| Required work |
Revise each of the entries below so that "bounding boxes" reads "bounding rectangles", keeping everything else unchanged, and give the entries back without the pictures.

┄┄┄┄┄┄

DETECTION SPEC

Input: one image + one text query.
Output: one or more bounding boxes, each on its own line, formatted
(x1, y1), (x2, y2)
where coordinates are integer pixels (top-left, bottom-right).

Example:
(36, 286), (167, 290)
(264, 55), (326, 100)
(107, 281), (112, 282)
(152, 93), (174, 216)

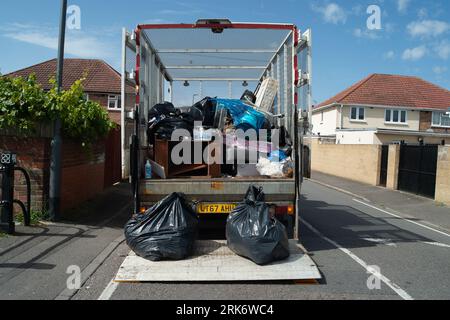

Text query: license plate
(197, 203), (237, 214)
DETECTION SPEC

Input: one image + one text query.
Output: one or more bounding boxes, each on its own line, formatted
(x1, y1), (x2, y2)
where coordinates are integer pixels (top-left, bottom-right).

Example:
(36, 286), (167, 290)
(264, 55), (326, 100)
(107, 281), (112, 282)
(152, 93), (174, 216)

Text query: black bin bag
(226, 186), (290, 265)
(125, 193), (198, 261)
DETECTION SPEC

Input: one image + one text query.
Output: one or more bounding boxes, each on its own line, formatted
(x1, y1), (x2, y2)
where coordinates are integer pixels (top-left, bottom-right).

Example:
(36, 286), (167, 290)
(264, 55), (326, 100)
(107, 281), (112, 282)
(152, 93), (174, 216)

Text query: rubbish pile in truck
(147, 78), (294, 179)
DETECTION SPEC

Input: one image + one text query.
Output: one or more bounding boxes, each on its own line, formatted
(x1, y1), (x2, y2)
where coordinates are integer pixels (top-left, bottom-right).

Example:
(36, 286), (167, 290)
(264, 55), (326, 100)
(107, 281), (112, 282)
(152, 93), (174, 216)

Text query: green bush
(15, 210), (50, 226)
(0, 75), (115, 144)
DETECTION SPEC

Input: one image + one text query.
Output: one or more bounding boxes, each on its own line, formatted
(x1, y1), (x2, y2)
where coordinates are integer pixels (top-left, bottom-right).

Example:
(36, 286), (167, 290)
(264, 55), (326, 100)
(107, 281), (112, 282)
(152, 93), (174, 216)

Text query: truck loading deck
(116, 19), (321, 282)
(115, 240), (321, 282)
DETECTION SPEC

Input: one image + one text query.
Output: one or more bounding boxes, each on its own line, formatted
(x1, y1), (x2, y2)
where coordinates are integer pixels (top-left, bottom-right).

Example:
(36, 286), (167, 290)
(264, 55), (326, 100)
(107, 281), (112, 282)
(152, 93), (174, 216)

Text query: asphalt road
(73, 182), (450, 300)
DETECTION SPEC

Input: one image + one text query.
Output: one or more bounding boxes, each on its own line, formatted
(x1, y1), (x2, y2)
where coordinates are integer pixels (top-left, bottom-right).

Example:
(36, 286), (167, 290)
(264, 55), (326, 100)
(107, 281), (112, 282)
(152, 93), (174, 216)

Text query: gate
(105, 129), (122, 188)
(380, 146), (389, 187)
(398, 145), (438, 199)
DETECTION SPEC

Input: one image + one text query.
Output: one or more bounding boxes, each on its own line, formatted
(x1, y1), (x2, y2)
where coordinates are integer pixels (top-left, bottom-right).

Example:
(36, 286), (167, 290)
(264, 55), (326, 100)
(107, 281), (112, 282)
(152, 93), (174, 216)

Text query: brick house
(312, 74), (450, 145)
(0, 59), (128, 215)
(6, 59), (125, 125)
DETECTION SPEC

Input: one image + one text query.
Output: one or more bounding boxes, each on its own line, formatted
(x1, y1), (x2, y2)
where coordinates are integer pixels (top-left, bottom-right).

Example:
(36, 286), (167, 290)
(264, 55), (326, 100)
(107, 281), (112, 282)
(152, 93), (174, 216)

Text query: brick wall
(89, 93), (121, 125)
(311, 139), (381, 186)
(0, 135), (51, 210)
(436, 146), (450, 206)
(0, 135), (105, 211)
(419, 111), (450, 133)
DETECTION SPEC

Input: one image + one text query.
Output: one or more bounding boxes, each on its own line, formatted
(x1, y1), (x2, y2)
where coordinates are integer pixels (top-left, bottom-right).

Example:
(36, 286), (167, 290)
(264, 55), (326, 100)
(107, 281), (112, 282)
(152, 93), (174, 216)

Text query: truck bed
(140, 177), (295, 205)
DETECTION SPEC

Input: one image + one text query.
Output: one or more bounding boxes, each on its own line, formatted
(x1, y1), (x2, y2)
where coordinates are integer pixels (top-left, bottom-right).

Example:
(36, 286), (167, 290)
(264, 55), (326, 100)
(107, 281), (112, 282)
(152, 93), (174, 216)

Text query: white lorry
(122, 19), (311, 239)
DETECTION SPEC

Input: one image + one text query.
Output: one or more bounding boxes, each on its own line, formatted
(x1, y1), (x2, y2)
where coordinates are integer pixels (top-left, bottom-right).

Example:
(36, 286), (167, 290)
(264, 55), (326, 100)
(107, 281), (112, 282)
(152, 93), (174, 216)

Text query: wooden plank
(115, 240), (321, 282)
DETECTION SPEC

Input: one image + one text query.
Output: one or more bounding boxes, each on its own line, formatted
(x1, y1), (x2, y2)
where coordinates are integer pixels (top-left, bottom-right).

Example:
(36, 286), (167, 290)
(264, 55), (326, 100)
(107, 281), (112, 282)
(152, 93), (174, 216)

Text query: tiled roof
(316, 74), (450, 110)
(7, 59), (126, 94)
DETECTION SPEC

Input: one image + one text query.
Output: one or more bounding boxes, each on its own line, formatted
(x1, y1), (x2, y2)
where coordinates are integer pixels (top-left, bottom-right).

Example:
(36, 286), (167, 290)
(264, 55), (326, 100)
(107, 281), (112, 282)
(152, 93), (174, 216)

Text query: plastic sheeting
(226, 186), (290, 265)
(212, 99), (270, 131)
(125, 193), (198, 261)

┄┄┄┄┄┄

| The completed task |
DETECTION SPEC

Input: one image + one text query.
Output: one or more bounding rectangles, each on its own line, formatted
(x1, y1), (x2, y2)
where coordinates are integer pixels (top-left, bottom-right).

Example:
(36, 286), (167, 290)
(264, 55), (326, 100)
(107, 281), (112, 282)
(152, 93), (174, 216)


Text query: license plate
(197, 203), (237, 214)
DETECTION SPEC

Input: one image + one text query.
Output: one or more bounding rectangles, each on its own line, formatted
(x1, y1), (x2, y2)
where coordinates are integer pixels (top-left, bottom-right).

Example:
(36, 286), (167, 290)
(264, 55), (326, 100)
(107, 281), (112, 282)
(152, 93), (174, 216)

Text query: black bin bag
(226, 186), (290, 265)
(125, 193), (198, 261)
DETECTION SPEC

Input: one image + one text query.
Output: one or more bounding rectangles, each on its own line, formatted
(x1, y1), (x2, y2)
where coordinates are integer pixels (top-left, bottom-right).

Example:
(36, 286), (167, 290)
(264, 55), (326, 100)
(107, 281), (112, 282)
(152, 93), (174, 216)

Text query: rubbish pile in truck
(147, 78), (294, 179)
DETECTION SPEC

Input: one image + one text query.
Output: one or more bounding rectangles, each on its own line, formatted
(x1, y1), (x2, y2)
where coordinates are integer pixels (top-left, bottom-right).

Example:
(36, 286), (167, 290)
(264, 55), (326, 100)
(107, 281), (112, 282)
(152, 93), (174, 216)

Text query: green bush
(15, 210), (50, 226)
(0, 75), (115, 144)
DETECTION SPEC

Input: one image + one text query.
Output: one or more bounding rectangles, each on its own line, formatted
(x1, y1), (x2, y2)
where coordinates are integer pixels (top-left, bottom-right).

Example:
(36, 286), (167, 290)
(264, 55), (326, 100)
(107, 281), (112, 282)
(152, 93), (174, 216)

Text query: truck loading deck
(116, 19), (321, 282)
(115, 240), (321, 282)
DETECTION SPEC

Input: one image + one text query.
Output: one or more bounding rectangles, each on its own line, formatted
(x1, y1), (x2, y2)
where coordinates are integer pixels (top-left, bottom-right).

Example:
(36, 286), (167, 290)
(264, 55), (326, 100)
(107, 281), (112, 282)
(152, 93), (174, 216)

Text query: asphalt road
(73, 182), (450, 300)
DETECTION SPEC

Input: one image + one text query.
Output: one or more bounding rectangles, each on its own line, formatted
(x1, y1), (x2, y2)
where coordinates are integer pixels (top-left, bottom-right).

Example:
(36, 286), (167, 290)
(264, 55), (326, 100)
(107, 281), (112, 282)
(152, 93), (174, 216)

Text query: gate
(105, 129), (122, 188)
(380, 146), (389, 187)
(398, 145), (438, 199)
DETECTION SPEC

Input: one image + one text query.
Output: one or more bounding rectangles, each on its own line, formatted
(x1, y1), (x2, y2)
where coordinates are integer pixels (top-left, bottom-right).

Example:
(36, 286), (167, 290)
(264, 55), (326, 100)
(107, 281), (112, 282)
(152, 93), (174, 216)

Text query: brick house
(312, 74), (450, 145)
(0, 59), (128, 215)
(6, 59), (125, 125)
DETECTION SPEC

Input: one image + one text query.
Output: one or more bounding rectangles, each on its own line, formatted
(x1, y1), (x2, y2)
where coordinates are integer pixels (top-left, bottom-right).

Example:
(36, 286), (167, 290)
(264, 55), (326, 100)
(107, 281), (112, 282)
(152, 93), (174, 216)

Text query: brick wall
(89, 93), (121, 125)
(311, 139), (381, 186)
(0, 135), (51, 210)
(436, 146), (450, 206)
(0, 135), (105, 211)
(419, 111), (450, 133)
DETECTION SPEC

Input: one image + one text query.
Output: one or more bounding rectangles, each on its own line, formatted
(x1, y1), (x2, y2)
where coordinates are integer pixels (top-left, bottom-right).

Example:
(36, 286), (167, 290)
(264, 55), (326, 100)
(107, 281), (112, 282)
(152, 93), (174, 216)

Text query: truck bed
(140, 177), (295, 205)
DETECTION SPEC

Input: one image + one text query.
Output: one or more bounding rectangles, each on its own line, formatted
(x1, y1), (x2, y2)
where coordinates are integer pixels (top-left, bottom-right).

Example:
(36, 286), (167, 290)
(264, 55), (326, 100)
(107, 281), (112, 282)
(152, 93), (174, 216)

Text query: white lorry
(122, 19), (311, 239)
DETECTION SPEC

Input: one image + one text query.
Output: one or more bounding rectangles, each on its own line, formatted
(x1, y1), (x2, y2)
where coordinates are integer pixels (top-left, bottom-right).

Example:
(36, 286), (167, 290)
(264, 55), (326, 100)
(107, 281), (112, 282)
(152, 93), (174, 216)

Text query: wooden plank
(115, 240), (321, 282)
DETECTION SPEC

Input: one image + one text query.
Output: one or more bounding rectangles, each on its own line, formatted
(x1, y1), (x2, y2)
where coordinates are integer pixels (top-left, bottom-right).

Example:
(36, 286), (167, 290)
(264, 55), (326, 100)
(107, 281), (112, 282)
(152, 93), (174, 216)

Text query: tiled roof
(316, 74), (450, 110)
(7, 59), (126, 94)
DETECTION SPEC

Input: one image + one text query.
Output: one or more bounding rectangles, each on its own line, formatted
(x1, y1), (x2, y2)
where coordinates are integer pixels (top-left, bottom-right).

Example:
(36, 286), (167, 290)
(264, 55), (326, 100)
(107, 281), (112, 282)
(152, 93), (174, 216)

Text query: plastic sheeting
(226, 186), (290, 265)
(212, 99), (270, 131)
(125, 193), (198, 261)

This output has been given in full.